- _Annotated coordinate records_:
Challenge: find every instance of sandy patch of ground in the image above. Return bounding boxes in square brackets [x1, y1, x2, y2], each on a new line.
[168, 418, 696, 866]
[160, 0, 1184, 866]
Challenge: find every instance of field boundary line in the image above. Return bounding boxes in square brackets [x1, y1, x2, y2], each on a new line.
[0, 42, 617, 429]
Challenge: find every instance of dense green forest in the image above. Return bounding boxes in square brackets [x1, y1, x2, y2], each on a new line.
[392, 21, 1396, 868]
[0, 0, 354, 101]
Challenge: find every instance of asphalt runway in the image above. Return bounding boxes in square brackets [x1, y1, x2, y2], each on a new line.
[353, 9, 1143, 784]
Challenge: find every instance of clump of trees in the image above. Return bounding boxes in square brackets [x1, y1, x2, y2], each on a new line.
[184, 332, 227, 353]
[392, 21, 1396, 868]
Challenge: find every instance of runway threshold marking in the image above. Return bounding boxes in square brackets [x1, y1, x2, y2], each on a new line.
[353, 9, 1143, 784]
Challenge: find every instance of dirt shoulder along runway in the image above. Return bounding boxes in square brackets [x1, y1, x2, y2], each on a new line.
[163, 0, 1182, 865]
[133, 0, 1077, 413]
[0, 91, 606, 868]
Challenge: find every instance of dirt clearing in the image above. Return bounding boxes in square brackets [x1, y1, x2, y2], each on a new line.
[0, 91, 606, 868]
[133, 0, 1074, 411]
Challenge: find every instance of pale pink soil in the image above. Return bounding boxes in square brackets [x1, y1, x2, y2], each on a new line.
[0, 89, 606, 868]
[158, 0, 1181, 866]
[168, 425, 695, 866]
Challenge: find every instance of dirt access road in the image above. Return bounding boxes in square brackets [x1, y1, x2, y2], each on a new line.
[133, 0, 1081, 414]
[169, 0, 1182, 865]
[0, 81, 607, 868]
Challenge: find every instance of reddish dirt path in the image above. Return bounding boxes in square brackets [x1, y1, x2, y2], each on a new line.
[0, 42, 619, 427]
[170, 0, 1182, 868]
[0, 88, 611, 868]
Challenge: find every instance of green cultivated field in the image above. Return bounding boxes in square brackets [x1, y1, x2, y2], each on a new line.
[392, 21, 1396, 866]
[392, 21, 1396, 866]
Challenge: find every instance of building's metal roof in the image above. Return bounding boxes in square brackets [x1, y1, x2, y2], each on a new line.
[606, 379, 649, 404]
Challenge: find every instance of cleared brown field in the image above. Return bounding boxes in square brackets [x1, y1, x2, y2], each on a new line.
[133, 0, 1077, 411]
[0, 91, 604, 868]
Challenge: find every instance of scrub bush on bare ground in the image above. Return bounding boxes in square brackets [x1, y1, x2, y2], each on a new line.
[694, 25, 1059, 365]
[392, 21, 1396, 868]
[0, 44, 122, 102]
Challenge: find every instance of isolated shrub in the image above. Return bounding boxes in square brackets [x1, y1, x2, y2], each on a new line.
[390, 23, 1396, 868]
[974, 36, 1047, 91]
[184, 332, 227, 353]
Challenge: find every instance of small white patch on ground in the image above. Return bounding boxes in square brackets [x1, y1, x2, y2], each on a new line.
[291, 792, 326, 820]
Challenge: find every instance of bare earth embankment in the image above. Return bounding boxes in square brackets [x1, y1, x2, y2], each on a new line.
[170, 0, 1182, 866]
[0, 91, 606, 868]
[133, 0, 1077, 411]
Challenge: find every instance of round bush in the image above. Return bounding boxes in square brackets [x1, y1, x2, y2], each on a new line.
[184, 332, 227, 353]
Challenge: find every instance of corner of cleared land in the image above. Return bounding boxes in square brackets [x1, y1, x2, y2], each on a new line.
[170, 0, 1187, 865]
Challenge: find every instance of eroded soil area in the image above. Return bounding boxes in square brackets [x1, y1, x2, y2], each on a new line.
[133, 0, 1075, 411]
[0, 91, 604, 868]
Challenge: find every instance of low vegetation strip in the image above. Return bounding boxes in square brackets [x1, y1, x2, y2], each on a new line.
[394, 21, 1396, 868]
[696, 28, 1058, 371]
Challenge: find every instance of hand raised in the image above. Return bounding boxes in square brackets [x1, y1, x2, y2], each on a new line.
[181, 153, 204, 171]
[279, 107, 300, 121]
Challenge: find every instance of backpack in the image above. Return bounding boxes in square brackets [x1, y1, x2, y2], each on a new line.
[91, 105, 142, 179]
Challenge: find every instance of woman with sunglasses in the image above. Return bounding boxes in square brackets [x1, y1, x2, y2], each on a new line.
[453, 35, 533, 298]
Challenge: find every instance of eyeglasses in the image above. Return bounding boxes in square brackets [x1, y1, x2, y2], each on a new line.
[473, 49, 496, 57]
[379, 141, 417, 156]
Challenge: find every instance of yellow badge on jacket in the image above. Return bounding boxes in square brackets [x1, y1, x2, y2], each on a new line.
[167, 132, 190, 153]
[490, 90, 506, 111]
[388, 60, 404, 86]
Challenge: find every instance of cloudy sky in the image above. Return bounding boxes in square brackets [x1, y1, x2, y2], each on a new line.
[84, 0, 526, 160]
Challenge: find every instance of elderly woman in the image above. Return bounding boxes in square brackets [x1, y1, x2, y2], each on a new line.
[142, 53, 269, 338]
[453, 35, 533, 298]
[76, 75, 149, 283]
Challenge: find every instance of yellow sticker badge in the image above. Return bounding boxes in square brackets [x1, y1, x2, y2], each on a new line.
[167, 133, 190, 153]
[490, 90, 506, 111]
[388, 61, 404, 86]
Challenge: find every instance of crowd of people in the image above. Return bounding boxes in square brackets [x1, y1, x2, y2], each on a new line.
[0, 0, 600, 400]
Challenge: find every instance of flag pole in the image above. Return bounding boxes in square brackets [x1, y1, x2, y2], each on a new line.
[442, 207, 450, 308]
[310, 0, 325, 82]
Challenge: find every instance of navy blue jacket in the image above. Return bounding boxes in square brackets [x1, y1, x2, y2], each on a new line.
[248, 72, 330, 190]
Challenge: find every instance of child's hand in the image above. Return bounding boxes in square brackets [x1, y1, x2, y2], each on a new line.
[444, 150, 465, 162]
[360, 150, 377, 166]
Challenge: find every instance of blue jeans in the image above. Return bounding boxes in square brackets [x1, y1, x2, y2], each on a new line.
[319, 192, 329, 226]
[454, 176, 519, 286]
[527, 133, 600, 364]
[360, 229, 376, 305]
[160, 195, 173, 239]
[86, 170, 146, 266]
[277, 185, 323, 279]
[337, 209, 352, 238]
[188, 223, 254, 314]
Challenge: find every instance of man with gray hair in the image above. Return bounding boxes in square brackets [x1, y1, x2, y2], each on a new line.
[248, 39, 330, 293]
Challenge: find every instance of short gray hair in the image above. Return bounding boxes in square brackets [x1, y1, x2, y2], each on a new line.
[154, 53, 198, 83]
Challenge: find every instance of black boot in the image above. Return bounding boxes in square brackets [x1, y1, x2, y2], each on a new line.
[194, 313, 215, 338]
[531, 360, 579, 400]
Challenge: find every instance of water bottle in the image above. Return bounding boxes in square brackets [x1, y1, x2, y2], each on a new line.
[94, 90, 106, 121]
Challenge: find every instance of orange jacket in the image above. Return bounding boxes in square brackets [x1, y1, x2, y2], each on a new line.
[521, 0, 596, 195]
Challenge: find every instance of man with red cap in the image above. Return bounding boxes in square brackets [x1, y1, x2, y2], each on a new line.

- _WHAT TO PRODUCE_: Copy the listing above, starting with the line containing "Challenge: find every instance of man with gray" and continuing through the line containing "[531, 360, 579, 400]", and keep every request line. Shift each coordinate in the answers by adding 57 to it.

- _FINAL RESULT_:
Challenge: find every instance of man with gray hair in the image above. Return bounding boxes in square brackets [x1, y1, x2, y2], each on a new line.
[305, 96, 387, 350]
Challenge: find every instance of short gray hair in the image above. Return bounding boxes in square brackets [x1, y1, x2, y2], each on a new line.
[211, 110, 255, 140]
Challenge: find every instance of black boot in the image above. Return bounding boxes in square brackets [x1, y1, x2, y2], each on a new line.
[251, 370, 272, 395]
[588, 417, 636, 457]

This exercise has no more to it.